→ **PROBLEM DESCRIPTION**: Copy all of the data below in full, multiplying every bounding-box coordinate in the answers by 0.5 and rounding to whole numbers, with halves rounded up. Leave every other number unchanged.

→ **DATA FOR THIS TASK**:

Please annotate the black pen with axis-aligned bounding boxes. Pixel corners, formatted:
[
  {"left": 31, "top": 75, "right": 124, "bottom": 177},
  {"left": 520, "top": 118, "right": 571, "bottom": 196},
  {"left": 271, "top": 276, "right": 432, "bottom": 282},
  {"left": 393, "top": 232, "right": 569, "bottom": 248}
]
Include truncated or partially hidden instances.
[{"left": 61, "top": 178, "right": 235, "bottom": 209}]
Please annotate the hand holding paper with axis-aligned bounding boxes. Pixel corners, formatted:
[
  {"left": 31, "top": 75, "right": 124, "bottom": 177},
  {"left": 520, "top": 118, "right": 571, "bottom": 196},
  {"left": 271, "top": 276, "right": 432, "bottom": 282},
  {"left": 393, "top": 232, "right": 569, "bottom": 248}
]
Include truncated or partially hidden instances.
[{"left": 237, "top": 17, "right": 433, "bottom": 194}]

→ **EXERCISE SOLUTION**:
Please annotate the black pen with axis-aligned bounding boxes. Pixel corners, formatted:
[
  {"left": 31, "top": 75, "right": 124, "bottom": 177},
  {"left": 520, "top": 118, "right": 571, "bottom": 196},
  {"left": 271, "top": 276, "right": 432, "bottom": 282},
  {"left": 393, "top": 232, "right": 569, "bottom": 248}
]
Include truncated or partially hidden instances.
[{"left": 31, "top": 89, "right": 118, "bottom": 105}]
Please annotate the hand holding paper with axis-aligned bounding boxes. Pixel corners, formatted:
[
  {"left": 31, "top": 75, "right": 124, "bottom": 177},
  {"left": 520, "top": 118, "right": 571, "bottom": 196},
  {"left": 271, "top": 276, "right": 432, "bottom": 282},
  {"left": 393, "top": 232, "right": 569, "bottom": 248}
]
Include truncated or partially hidden instances.
[{"left": 119, "top": 9, "right": 217, "bottom": 97}]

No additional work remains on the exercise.